== SOURCE

Latin American Ink Market Recovers

By Charles Thurston, Ink World Correspondent | 10.10.05

The overall Latin American ink market grew at least 3 percent in 2003, and indications are that 2004 will show even greater growth.

The Latin American market for ink – roughly estimated to be worth some $400 million – has been under pressure over the past year as client companies and consuming industrial sectors have struggled to follow the slow U.S. economic recovery. While gains have been recorded in sales by value and volume in a number of markets, like Brazil, sales in dollar equivalents elsewhere, like Mexico, have slipped due to foreign exchange losses.

“The ink market in Mexico was stable last year, but price erosion has been substantial, so there has been a negative effect on selling prices, even though tons are up,” said Enrique Perez Cirera, general manager of Sun Chemical Ink (GPI) in Mexico City.

The region’s ink market growth still seems to correlate with gross domestic product growth, with several segments typically leading GDP by a margin of at least several percentage points, while others trail the figure. Last year, regional GDP growth was 1.1 percent, according to a year-end analysis by UBS Securities’ economic analysis team in Greenwich, CT, led by Michael Gavin.

Anecdotal evidence from industry officials suggest that last year, the overall Latin ink market grew by at least 3.0 if not 4.0 percent.

This year, the region is projected to grow at a much healthier 3.9 percent, according to the UBS team. If the extrapolation holds, the ink market could expand between 5.0 and 6.0 percent this year. With regional inflation continuing to drop, gains should occur both in domestic currencies and dollar equivalents. Regional inflation last year led GDP at 6.7 percent, but is forecast to drop to 6.1 percent this year and to continue declining in 2005. In addition, foreign exchange rates are expected to be more stable this year, thanks to economic expansion.

====

◆ DIRECTIONS
• a. What is the rough estimated value of the Latin American ink market, according to the ink market article?
• b. Duplicate the ink market article from "The region’s ink" to "not 4.0 percent.".
The material that comes next has no connection to the ink market article.

== LISTED ENTRIES

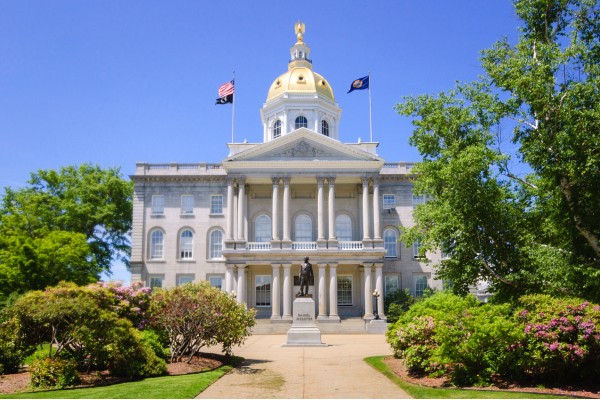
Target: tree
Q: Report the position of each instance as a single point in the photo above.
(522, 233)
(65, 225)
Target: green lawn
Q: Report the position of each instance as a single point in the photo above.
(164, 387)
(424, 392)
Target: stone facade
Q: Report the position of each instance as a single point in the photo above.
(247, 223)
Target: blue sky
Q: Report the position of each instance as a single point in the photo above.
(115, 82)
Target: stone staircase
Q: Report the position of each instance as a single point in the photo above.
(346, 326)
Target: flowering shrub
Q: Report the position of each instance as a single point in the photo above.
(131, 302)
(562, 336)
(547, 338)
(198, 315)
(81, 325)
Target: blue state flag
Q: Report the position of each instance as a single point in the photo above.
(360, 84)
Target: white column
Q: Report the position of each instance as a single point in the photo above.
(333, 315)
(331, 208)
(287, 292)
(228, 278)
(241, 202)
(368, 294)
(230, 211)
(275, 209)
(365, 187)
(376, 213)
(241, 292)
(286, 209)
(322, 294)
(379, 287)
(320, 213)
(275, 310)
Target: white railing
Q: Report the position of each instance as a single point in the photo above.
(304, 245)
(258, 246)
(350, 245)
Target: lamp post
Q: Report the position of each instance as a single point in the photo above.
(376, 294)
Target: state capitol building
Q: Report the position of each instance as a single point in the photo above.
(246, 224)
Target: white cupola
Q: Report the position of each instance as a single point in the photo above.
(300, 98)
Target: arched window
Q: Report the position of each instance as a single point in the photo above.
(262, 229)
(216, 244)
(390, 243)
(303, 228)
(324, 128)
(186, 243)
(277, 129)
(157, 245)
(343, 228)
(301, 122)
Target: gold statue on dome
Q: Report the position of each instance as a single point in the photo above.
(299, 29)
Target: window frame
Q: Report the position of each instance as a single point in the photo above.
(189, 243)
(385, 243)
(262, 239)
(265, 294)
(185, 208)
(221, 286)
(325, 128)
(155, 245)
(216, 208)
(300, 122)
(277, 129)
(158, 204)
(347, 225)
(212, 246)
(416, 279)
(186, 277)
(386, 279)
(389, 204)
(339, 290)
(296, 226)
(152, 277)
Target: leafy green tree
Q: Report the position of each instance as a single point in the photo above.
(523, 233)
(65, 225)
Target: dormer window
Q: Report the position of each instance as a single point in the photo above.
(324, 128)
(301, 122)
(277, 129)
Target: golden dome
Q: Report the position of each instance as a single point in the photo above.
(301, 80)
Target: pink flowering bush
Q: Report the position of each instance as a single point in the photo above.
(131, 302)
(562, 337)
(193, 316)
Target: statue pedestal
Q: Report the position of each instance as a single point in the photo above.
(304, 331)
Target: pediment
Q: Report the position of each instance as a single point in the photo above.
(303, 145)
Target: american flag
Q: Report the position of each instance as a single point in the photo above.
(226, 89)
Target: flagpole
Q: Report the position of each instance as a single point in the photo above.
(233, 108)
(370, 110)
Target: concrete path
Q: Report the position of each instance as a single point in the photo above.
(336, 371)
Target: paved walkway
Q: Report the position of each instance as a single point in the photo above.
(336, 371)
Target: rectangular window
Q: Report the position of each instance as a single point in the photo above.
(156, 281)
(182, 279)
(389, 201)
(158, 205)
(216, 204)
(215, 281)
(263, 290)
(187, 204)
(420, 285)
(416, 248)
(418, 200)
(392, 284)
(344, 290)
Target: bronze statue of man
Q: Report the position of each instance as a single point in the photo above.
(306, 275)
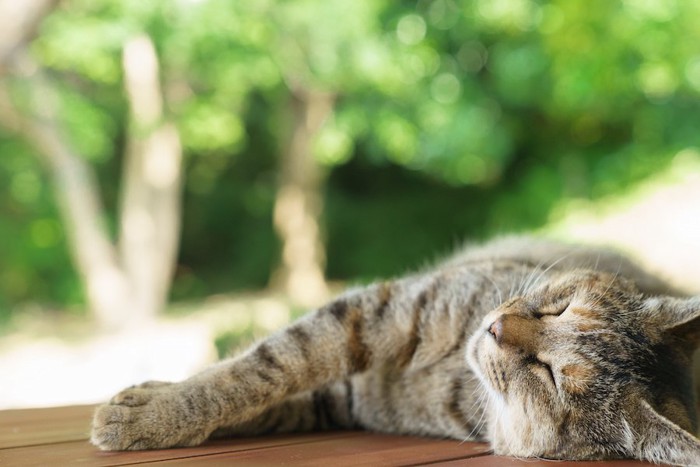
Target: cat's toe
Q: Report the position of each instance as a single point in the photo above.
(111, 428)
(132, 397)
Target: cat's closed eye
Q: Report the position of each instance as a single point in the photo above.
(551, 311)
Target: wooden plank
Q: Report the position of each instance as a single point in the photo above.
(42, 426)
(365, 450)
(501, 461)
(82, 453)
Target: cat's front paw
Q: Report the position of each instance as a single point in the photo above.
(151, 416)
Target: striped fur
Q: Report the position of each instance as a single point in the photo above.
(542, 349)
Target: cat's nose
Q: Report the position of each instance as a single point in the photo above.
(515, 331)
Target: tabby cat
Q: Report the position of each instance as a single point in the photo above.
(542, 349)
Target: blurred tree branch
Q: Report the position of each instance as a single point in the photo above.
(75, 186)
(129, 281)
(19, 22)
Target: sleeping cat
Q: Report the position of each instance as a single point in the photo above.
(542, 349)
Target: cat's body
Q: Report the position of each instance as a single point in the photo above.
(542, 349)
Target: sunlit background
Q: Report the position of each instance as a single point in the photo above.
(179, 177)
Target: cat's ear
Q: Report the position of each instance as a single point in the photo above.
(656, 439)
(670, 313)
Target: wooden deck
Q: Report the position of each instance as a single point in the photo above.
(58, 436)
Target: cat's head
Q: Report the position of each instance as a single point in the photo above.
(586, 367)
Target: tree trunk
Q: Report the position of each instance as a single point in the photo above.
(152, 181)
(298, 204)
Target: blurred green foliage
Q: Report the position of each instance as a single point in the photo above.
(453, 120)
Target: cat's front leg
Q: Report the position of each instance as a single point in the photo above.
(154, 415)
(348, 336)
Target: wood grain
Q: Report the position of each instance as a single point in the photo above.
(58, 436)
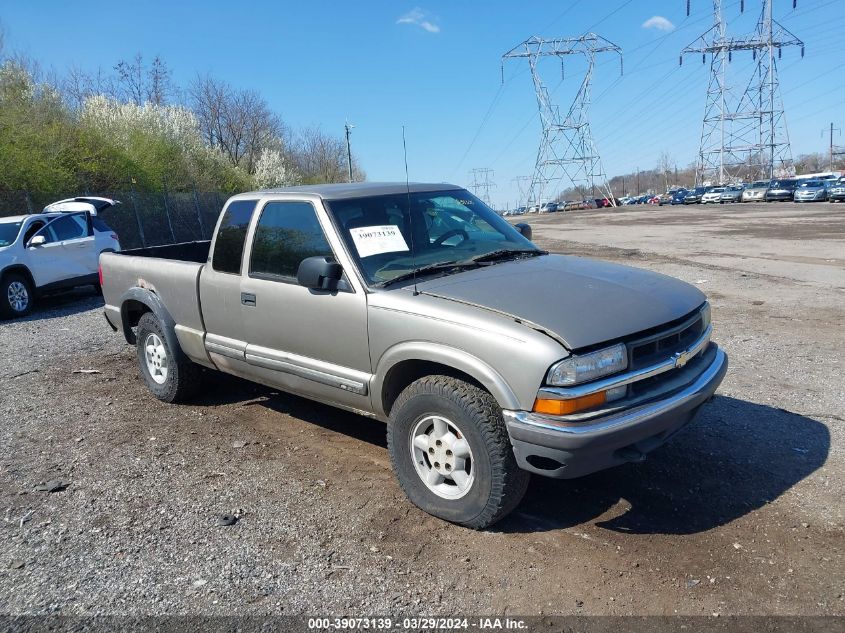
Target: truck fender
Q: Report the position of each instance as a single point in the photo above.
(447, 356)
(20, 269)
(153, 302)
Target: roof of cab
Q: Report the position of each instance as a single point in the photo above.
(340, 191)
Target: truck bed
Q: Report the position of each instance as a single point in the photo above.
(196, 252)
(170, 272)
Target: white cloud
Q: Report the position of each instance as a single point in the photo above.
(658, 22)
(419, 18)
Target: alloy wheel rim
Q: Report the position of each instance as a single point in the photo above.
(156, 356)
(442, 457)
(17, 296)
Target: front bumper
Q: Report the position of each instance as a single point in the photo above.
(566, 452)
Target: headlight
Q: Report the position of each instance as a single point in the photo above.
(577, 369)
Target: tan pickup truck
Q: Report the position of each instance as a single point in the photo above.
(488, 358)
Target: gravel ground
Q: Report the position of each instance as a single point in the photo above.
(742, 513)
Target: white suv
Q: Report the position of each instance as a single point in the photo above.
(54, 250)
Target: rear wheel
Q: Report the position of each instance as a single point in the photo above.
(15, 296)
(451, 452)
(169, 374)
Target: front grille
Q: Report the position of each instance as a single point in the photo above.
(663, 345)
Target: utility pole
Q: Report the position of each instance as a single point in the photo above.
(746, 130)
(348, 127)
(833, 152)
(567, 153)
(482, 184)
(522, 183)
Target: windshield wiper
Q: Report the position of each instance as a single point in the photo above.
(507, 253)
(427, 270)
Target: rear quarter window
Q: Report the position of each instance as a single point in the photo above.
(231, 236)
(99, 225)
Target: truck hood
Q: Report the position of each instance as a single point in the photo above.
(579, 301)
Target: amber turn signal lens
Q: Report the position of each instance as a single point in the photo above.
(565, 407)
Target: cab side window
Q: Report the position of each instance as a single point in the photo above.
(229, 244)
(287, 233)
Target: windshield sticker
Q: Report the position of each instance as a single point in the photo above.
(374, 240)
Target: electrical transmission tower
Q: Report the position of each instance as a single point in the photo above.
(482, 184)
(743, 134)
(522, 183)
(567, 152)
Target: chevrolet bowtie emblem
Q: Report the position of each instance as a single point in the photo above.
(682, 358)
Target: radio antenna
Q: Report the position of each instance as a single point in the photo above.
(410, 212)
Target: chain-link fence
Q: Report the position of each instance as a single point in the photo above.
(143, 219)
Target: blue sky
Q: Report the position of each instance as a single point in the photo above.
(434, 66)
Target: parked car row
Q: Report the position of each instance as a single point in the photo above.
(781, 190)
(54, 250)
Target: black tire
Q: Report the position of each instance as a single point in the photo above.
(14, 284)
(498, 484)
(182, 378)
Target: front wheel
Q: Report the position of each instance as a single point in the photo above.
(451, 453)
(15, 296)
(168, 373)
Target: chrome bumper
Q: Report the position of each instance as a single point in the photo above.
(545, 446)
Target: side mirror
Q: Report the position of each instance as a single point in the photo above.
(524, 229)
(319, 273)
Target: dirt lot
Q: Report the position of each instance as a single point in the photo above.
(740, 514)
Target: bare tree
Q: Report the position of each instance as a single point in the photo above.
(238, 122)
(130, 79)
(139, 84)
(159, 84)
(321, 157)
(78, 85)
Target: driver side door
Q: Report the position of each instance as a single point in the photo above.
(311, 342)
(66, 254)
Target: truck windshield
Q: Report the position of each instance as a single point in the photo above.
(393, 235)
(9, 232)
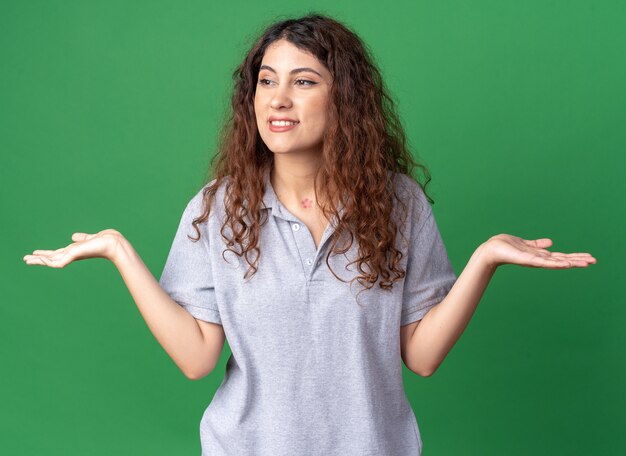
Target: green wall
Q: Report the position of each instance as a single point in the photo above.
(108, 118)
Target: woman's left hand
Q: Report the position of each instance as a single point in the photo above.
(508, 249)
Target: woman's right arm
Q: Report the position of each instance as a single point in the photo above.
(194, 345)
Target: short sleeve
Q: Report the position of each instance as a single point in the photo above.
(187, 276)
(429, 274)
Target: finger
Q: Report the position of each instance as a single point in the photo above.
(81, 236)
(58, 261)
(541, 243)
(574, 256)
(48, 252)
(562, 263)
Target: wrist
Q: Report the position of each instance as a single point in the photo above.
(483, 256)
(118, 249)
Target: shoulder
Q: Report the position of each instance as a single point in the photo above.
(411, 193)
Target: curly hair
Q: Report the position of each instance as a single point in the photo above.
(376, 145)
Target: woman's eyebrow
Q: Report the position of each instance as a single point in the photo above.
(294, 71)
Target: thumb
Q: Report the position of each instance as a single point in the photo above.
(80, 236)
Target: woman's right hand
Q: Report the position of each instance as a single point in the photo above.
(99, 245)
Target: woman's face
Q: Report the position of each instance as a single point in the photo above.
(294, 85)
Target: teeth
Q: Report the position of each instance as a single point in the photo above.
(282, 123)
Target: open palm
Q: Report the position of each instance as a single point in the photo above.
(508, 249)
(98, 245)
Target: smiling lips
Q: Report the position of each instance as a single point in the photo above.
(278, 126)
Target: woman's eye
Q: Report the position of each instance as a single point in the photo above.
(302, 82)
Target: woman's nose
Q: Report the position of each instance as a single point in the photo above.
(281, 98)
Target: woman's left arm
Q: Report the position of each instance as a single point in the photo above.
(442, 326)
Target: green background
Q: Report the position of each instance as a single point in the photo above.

====

◆ SOLUTIONS FOR EACH TASK
• a. Some $400 million.

• b.
The region’s ink market growth still seems to correlate with gross domestic product growth, with several segments typically leading GDP by a margin of at least several percentage points, while others trail the figure. Last year, regional GDP growth was 1.1 percent, according to a year-end analysis by UBS Securities’ economic analysis team in Greenwich, CT, led by Michael Gavin.

Anecdotal evidence from industry officials suggest that last year, the overall Latin ink market grew by at least 3.0 if not 4.0 percent.